** begin Extracted data **
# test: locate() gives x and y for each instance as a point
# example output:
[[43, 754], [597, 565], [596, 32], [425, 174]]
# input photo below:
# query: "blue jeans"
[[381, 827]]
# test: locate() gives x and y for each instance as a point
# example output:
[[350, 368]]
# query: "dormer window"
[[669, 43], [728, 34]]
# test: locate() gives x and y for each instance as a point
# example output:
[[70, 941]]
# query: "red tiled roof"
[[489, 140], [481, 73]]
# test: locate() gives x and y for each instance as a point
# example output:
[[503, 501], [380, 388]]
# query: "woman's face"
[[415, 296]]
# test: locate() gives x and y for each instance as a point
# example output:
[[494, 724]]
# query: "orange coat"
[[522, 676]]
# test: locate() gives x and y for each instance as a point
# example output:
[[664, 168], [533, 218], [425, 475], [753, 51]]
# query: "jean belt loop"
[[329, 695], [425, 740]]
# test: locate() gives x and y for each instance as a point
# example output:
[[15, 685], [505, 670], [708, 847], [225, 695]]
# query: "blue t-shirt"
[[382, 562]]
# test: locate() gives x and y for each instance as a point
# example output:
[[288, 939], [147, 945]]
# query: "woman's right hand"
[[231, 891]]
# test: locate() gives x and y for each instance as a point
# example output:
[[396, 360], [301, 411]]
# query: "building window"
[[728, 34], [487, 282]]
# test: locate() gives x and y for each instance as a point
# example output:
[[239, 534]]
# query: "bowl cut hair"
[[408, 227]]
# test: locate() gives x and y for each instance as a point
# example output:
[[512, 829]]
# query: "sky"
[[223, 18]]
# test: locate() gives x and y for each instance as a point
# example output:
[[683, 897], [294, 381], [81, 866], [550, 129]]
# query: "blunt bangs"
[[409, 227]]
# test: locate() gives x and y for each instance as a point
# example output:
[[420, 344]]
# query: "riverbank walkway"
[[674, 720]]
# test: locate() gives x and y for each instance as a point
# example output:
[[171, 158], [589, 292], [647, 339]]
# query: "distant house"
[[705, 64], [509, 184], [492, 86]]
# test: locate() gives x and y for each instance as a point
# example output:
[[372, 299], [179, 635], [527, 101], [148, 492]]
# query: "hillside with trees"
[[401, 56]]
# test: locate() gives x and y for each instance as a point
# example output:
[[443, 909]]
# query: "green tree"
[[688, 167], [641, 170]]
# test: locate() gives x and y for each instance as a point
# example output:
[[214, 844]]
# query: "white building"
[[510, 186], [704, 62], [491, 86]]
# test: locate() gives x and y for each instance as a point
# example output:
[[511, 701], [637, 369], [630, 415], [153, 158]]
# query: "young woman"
** end Extracted data **
▶ **Exercise prompt**: Extract the full set of entries word for word.

▶ **Written answer**:
# test: locate() gives x and y for each instance as a point
# example output:
[[43, 754], [597, 565], [596, 32], [425, 174]]
# input photo below:
# query: "blue jeans"
[[381, 827]]
# test: locate() gives x and y for each instance as a point
# example output:
[[350, 368]]
# query: "dormer window"
[[669, 43], [728, 34]]
# test: locate() gives x and y for each instance as a point
# example output:
[[70, 941]]
# query: "red tiled roof"
[[489, 140], [481, 73]]
# test: locate() gives x and y for each instance as a point
# example output:
[[503, 501], [380, 388]]
# query: "woman's face"
[[415, 296]]
# test: locate() gives x and y for each instance as a point
# example output:
[[494, 724]]
# query: "orange coat"
[[522, 676]]
# test: locate() gives x and y for each instance as a point
# example output:
[[664, 168], [533, 218], [425, 475], [753, 51]]
# query: "jean belt loop"
[[329, 695], [425, 740]]
# test: locate() gives x and y for each instance as a point
# example output:
[[15, 685], [505, 670], [708, 847], [225, 695]]
# query: "blue t-shirt"
[[382, 562]]
# test: locate() gives x and y for each instance as a point
# example output:
[[288, 939], [147, 945]]
# query: "woman's right hand"
[[231, 891]]
# test: locate() gives x and y for each instance as a point
# example output:
[[396, 360], [301, 411]]
# query: "building window"
[[728, 34], [487, 282]]
# test: locate() gives x and y for each instance as a point
# example output:
[[239, 534]]
# query: "bowl cut hair"
[[408, 227]]
# test: locate() gives x and y for each instance as a point
# example output:
[[512, 829]]
# query: "sky"
[[223, 18]]
# test: locate() gives x and y for each instance as a point
# example output:
[[683, 897], [294, 381], [81, 866], [550, 129]]
# query: "blunt bangs"
[[409, 227]]
# test: locate() gives x and y for each instance as a point
# example output:
[[420, 344]]
# query: "riverbank walkway"
[[674, 720]]
# test: locate() gives x and y for each instance as a point
# example output:
[[171, 158], [589, 292], [647, 339]]
# query: "distant house"
[[705, 64], [509, 184], [492, 86]]
# test: locate() gives x and y for each instance as a point
# example output:
[[372, 299], [179, 635], [527, 101], [148, 492]]
# query: "hillside with trees"
[[401, 56]]
# test: locate() gives x and y for each instance as a point
# example output:
[[443, 909]]
# query: "green tree"
[[688, 167], [641, 170]]
# test: locate() gives x and y for each instance as a point
# example output:
[[214, 844]]
# query: "white building"
[[510, 186], [704, 62], [491, 86]]
# test: locate() gives x and y for each instance as a point
# example output:
[[511, 701], [637, 369], [630, 415], [153, 158]]
# query: "young woman"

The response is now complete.